## Consignes
a: Relevez tous les titres d'œuvres de Kenzaburo Ôé cités dans l'extrait consacré à cet écrivain.
b: Reprenez l'extrait consacré à Kenzaburo Ôé après sa dernière phrase et poursuivez-le de quelques phrases dans le même style.

## Extrait du texte

● ● ● ●

Kenzaburo Ôé : Gibier d'élevage




Kenzaburo Ôé est né en 1935, dans l'île japonaise de Shikozu. Il a suivi des études de littérature et française et a fait une thèse sur Sartre. Il est vite reconnu dans les années 1950 comme l'un des plus grands écrivains japonais. Il reçoit le prix Akutagawa, l'équivalent du Goncourt français, pour pour ce livre Gibier d'élevage en 1958. Dans un livre déchirant Une affaire personnelle il parle de la naissance de son fils, handicapé, qui bouleverse sa vie. Il écrit Le Jeu du siècle sur le Japon entre 1860 et 1960... Il reçoit le prix Nobel en 1994.

Autres livres de Kenzaburo Öé:
Dites-nous comment survivre à la folie
Le faste des morts
Une existence tranquille.



 Le récit de Gibier d'élevage se déroule pendant la seconde guerre mondiale. Dans un village montagnard coupé du monde pendant la saison des pluies, un avion américain s'abat dans les bois. Les villageois capturent le seul survivant, un grand noir américain qui excite la curiosité de tous mais en particulier des enfants. Le prisonnier, en attendant d'être remis aux autorités, est enfermé dans une cave. Son abattement, sa passivité et son étrangeté le font considérer comme un animal d'élevage! Les enfants qui en ont d'abord un peur bleue finissent par faire de lui un compagnon de jeu. Oui, mais...

Le récit est raconté par un jeune garçon qui vit sa vie d'enfant, insouciante, jeux, bagarres, baignades, découverte sexuelle pour les plus grands, entouré de son petit frère cadet, de Bec-de-Lièvre, le meneur de la bande, et de toute la marmaille qui les suit et les admire. Nous sommes en guerre mais le village est si fermé sur lui-même que la guerre paraît être un fait irréel presque légendaire. Une abstraction. Pourtant la mort qui la symbolise est toujours présente dans le récit soufflant ses miasmes délétères sur le village, compagnon fidèle de tous, même des enfants. Ceux-ci jouent à "touiller" les morts dans la fosse commune béante pour récupérer des ossements afin de se confectionner des bijoux.

La description de ce peuple "de vieux défricheurs quelque peu primitifs" est un choc pour le lecteur. Ces gens vivent dans une pauvreté extrême. Ils n'ont aucun meuble chez eux, et couchent par terre sur des planches. Ils sont considérés comme des sauvages, sales, miséreux et sans manières, par les citadins lorsqu'ils se rendent à la ville soit pour aller à l'école soit pour faire quelques courses. Le fait d'être isolés de tout pendant la saison des pluies ne les dérange donc pas et est une aubaine pour les élèves qui ne peuvent plus aller à l'école.
Le choc des civilisations va être énorme entre cet américain, un espèce de colosse noir qui parle une langue totalement inconnue, et ces gens qui n'ont jamais dépassé les bornes de leur village sauf pour la ville toute proche et n'ont jamais vu la mer que de très loin comme un mince ruban miroitant.

● ● ● ●

Une série d'enregistrements
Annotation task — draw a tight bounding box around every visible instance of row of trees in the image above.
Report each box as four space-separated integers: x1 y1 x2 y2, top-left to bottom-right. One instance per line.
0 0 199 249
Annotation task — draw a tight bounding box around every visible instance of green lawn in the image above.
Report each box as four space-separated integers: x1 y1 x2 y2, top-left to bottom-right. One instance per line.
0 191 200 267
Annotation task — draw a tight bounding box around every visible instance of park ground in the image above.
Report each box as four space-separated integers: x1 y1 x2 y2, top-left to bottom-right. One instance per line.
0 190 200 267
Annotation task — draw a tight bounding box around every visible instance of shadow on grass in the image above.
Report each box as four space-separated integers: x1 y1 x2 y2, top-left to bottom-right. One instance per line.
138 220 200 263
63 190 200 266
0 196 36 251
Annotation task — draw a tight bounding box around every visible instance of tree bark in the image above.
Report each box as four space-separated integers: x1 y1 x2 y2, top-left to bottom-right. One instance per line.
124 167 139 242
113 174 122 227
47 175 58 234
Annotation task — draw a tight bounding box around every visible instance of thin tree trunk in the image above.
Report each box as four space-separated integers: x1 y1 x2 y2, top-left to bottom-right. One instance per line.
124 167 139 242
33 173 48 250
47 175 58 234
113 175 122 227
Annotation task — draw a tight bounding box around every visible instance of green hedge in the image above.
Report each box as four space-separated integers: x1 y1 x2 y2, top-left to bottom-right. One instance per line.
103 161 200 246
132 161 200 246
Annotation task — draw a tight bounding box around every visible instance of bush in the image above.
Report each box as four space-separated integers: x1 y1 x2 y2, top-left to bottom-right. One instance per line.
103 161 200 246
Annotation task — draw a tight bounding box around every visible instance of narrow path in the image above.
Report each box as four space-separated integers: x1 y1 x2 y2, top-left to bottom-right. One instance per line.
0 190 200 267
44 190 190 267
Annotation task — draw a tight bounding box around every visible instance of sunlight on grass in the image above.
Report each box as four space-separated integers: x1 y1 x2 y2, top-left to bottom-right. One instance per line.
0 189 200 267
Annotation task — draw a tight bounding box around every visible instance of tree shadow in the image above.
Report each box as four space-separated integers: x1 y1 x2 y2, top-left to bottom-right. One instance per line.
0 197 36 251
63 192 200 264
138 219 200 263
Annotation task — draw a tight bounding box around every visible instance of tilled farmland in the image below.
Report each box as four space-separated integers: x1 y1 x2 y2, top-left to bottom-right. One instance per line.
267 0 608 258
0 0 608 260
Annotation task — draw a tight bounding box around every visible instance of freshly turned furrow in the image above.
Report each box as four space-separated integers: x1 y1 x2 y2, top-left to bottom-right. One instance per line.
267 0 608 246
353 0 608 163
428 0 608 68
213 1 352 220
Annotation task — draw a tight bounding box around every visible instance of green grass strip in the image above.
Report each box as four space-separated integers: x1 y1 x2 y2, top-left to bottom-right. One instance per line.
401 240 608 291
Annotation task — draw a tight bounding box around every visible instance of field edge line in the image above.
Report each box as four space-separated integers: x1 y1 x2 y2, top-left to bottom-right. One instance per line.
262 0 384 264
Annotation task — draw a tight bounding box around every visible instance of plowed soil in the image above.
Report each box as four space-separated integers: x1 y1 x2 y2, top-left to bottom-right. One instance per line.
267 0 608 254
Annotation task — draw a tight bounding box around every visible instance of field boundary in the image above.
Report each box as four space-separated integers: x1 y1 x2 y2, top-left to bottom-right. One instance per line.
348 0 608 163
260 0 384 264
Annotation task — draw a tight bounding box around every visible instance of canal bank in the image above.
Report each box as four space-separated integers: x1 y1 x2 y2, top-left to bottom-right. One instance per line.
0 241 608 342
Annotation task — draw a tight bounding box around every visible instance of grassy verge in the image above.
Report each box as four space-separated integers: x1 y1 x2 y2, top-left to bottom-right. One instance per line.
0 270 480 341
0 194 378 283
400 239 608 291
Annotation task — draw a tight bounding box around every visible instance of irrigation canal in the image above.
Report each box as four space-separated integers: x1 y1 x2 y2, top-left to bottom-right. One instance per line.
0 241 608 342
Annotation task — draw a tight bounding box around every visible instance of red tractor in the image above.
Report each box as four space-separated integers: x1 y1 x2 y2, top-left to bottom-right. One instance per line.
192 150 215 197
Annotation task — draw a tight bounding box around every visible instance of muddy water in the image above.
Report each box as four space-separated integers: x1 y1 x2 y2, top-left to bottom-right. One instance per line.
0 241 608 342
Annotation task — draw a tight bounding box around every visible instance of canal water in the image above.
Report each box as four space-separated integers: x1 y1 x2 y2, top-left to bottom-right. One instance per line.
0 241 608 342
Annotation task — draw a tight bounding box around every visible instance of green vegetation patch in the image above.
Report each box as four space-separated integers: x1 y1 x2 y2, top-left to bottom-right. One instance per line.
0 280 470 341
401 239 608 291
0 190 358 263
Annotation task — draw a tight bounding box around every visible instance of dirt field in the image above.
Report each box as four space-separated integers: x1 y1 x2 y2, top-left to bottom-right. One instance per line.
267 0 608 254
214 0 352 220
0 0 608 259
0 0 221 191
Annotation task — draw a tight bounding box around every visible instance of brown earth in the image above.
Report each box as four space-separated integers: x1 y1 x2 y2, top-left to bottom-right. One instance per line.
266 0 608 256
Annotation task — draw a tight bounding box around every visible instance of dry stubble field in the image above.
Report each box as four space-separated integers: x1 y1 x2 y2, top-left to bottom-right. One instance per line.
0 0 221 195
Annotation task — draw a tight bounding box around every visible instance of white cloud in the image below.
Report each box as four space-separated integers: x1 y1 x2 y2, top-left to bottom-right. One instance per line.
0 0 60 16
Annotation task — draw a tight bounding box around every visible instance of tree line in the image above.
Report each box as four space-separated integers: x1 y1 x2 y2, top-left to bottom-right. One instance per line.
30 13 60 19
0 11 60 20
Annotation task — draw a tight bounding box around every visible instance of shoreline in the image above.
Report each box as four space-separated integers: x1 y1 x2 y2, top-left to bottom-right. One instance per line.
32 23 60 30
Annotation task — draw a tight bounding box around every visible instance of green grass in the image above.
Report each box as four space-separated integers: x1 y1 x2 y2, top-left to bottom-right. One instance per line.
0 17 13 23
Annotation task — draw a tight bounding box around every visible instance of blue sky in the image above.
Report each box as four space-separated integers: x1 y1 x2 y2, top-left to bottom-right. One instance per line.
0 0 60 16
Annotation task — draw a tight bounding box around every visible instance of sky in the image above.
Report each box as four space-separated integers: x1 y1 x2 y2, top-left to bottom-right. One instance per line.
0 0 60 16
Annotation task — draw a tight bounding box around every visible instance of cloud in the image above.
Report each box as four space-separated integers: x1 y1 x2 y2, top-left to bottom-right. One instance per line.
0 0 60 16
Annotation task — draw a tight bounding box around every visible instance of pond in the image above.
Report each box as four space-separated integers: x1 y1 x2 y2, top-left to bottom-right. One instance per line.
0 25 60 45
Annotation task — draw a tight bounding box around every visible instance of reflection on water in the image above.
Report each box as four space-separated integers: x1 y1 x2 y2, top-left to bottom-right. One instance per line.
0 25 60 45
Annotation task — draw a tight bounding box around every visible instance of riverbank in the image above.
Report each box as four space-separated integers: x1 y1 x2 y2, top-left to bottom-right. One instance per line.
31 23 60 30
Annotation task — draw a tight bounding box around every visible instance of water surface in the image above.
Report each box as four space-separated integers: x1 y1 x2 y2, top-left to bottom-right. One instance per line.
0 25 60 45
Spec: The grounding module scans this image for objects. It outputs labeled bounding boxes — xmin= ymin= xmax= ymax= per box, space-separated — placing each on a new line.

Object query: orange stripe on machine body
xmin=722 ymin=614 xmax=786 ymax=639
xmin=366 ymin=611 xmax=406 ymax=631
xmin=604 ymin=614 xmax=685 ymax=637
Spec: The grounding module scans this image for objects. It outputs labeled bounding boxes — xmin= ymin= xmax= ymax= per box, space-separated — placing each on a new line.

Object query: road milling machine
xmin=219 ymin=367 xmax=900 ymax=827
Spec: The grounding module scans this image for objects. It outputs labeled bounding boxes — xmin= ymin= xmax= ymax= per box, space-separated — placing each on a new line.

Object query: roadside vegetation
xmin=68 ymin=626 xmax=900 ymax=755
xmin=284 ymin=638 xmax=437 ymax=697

● ● ● ●

## Réponses
a:
- Gibier d'élevage
- Une affaire personnelle
- Le Jeu du siècle
- Dites-nous comment survivre à la folie
- Le faste des morts
- Une existence tranquille

b:
Le jeune narrateur qui est le premier à l'approcher de près  pour apporter sa nourriture au prisonnier le présente comme une bête avec "ses oreilles pointues comme celles d'un loup" "son cou gras et huileux", "l'odeur de son corps qui pénétrait toute chose comme un poison corrosif" et sa "voracité de rapace" quand l'homme se jette sur la nourriture après avoir jeûné longtemps. Mais peu à peu le jeune garçon va cesser d'en avoir peur, pour le voir comme un animal familier que l'on aime bien.
Ce Noir était à nos yeux une sorte de magnifique animal domestique, une bête géniale.
Les adultes aussi finissent par ne plus être effrayés par lui et l'américain peut circuler librement dans le village. Les enfants partagent enfin  avec lui de beaux moments de sérénité lorsqu'ils l'écoutent chanter une chanson
Nous étions emportés par la houle de cette voix grave, solennelle, se propageant de proche en proche.
ou quand ils le font sortir de la cave sous la pluie : .. et là, longtemps, nous remplîmes nos poumons d'un air qui sentait l'écorce mouillée"
Mais que va-t-il advenir de cette amitié quand les adultes sans mêlent?
Le soldat parti, que nous resterait-il au village? L'été, vidé de sa substance, ne serait plus qu'un coquille vide.

Le roman est un roman d'apprentissage pour le jeune narrateur qui prend alors conscience de l'horreur de la guerre, et perd son insouciance enfantine.  Devenu adulte brutalement, pour lui, plus rien ne sera comme avant :
La guerre, cette interminable et sanglante bataille aux dimensions gigantesques, allait se prolonger encore. Cette espèce de raz de marée qui, dans des pays lointains emportait les troupeaux de moutons et ravageait les gazons fraîchement tondus, cette guerre là, qui eût jamais pensé qu'elle dût parvenir jusqu'à notre village? Pourtant elle y était venue... et moi au milieu de ce tumulte, je n'arrivais plus à respirer.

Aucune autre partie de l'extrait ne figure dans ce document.